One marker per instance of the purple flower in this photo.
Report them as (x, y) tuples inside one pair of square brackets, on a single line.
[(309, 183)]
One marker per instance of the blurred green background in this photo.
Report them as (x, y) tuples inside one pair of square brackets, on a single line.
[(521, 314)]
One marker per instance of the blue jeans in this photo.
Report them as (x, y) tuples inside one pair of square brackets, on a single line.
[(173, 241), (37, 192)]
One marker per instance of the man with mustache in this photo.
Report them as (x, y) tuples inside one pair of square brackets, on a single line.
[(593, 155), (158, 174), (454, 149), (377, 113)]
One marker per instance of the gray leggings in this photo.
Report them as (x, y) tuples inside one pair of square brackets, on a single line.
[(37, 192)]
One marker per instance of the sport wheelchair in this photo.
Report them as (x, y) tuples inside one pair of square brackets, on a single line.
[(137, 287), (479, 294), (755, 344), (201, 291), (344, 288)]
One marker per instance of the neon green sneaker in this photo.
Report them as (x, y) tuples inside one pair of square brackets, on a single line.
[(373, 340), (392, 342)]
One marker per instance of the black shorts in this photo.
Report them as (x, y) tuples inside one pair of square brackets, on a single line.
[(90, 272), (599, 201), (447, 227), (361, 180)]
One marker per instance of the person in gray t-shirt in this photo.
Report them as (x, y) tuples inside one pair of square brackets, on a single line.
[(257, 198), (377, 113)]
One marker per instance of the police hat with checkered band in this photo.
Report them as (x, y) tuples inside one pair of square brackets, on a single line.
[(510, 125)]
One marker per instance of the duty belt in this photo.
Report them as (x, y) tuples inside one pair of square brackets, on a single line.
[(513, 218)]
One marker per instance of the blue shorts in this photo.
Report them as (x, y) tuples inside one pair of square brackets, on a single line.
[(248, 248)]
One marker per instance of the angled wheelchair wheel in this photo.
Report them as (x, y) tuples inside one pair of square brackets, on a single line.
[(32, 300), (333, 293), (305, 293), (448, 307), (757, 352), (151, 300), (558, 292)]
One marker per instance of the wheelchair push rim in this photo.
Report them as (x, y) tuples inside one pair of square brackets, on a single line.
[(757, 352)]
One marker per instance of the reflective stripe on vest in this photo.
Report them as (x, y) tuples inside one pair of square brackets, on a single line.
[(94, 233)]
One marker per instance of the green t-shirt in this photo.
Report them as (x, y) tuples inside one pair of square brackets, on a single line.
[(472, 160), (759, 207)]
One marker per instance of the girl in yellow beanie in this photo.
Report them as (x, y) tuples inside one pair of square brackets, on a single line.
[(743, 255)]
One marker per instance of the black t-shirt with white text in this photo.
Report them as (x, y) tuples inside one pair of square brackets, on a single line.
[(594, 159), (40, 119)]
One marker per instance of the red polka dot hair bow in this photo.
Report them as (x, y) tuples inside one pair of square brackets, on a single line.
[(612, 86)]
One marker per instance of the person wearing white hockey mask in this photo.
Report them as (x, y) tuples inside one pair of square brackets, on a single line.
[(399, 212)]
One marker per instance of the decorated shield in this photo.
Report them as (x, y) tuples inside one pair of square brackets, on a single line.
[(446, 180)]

══════════

• _What to produce_:
Print the material above once more, exactly.

• _Response to the task_:
One marker per instance of the purple flower in this photo.
Report them as (x, y) tuples inside one pair of square brackets, on a single line.
[(309, 183)]
One marker per instance of the blurred green background in this photo.
Report them as (x, y) tuples inside one pair of square brackets, on a single line.
[(521, 314)]
One marker per instance of the blue jeans in this photo.
Report them as (x, y) tuples inside one pair of square brackets, on a single line.
[(173, 241), (37, 192)]
One marker per instance of the man with mustache in this photo.
Report them as (x, y) tuples inside one pair of square brackets, on a single line.
[(593, 155), (158, 174), (454, 149), (377, 113)]
One marker per instance of the gray leggings in this photo.
Report them as (x, y) tuples inside one pair of square brackets, on a single line.
[(37, 192)]
One marker per instance of the sport wheelchair in this photo.
Report them as (x, y) tuples inside one pair of square brackets, on a single line.
[(137, 287), (479, 294), (755, 344), (201, 291), (344, 288)]
One marker per instance of the neon green sneaker in this photo.
Report them as (x, y) tuples inside one pair of square brackets, on a single line.
[(373, 340), (392, 342)]
One marker per instance of the black shorts in this photo.
Report them as (x, y) tuples inside one pair of square brackets, on a single line.
[(90, 272), (599, 201), (447, 227), (361, 180)]
One marker per instance of the person in gray t-shirt in this photo.
Report them as (x, y) tuples inside one pair of square brackets, on a single line.
[(257, 198), (377, 113)]
One marker per instance of the police hat with checkered band in this photo.
Report them as (x, y) tuples inside one pair of square brackets, on a single line.
[(510, 125)]
One marker per instance of the duty belt in this photo.
Report them as (x, y) tuples inside one pair of square brackets, on a single line.
[(513, 218)]
One marker per instance of the blue shorts in this photo.
Report them as (x, y) tuples inside one pair of square brackets, on a single line.
[(248, 248)]
One marker per instance of the angled wheelchair wheel in this photo.
Report them as (x, y) tuples inside one pair of square brackets, on a single line.
[(32, 300), (333, 293), (305, 293), (448, 307), (757, 352), (151, 300), (558, 292)]
One marker per instance of the wheelchair push rim in this photo.
Report them as (x, y) tuples inside one pair of square brackets, on a single line.
[(757, 352)]
One marker per instance of the reflective stripe on vest in this photo.
Report them as (x, y) tuples inside one pair of square brackets, on a single line.
[(94, 233)]
One marker per instance of the green t-shirt in this photo.
Report them as (x, y) tuples inside one pair of square brackets, on a single line.
[(472, 160), (759, 207)]
One marker per instance of the girl in yellow beanie in this photo.
Report them as (x, y) tuples inside one pair of square brackets, on a single line.
[(743, 255)]
One marker per instance of the black t-shirt with white text in this photo.
Report them as (x, y) tuples inside one pair of square brackets, on a single line.
[(594, 159), (40, 119)]
One marker per instance of the red polka dot hair bow in this photo.
Report them as (x, y) tuples inside one pair of square brackets, on a single line.
[(612, 86)]
One marker per instance of the person wearing white hockey mask in this photo.
Report them as (x, y) tuples inside one pair of square brackets, on a single line.
[(399, 212)]
One marker per instance of the decorated shield in this photo.
Report them as (x, y) tuples inside one pair of square brackets, on a single line.
[(446, 180)]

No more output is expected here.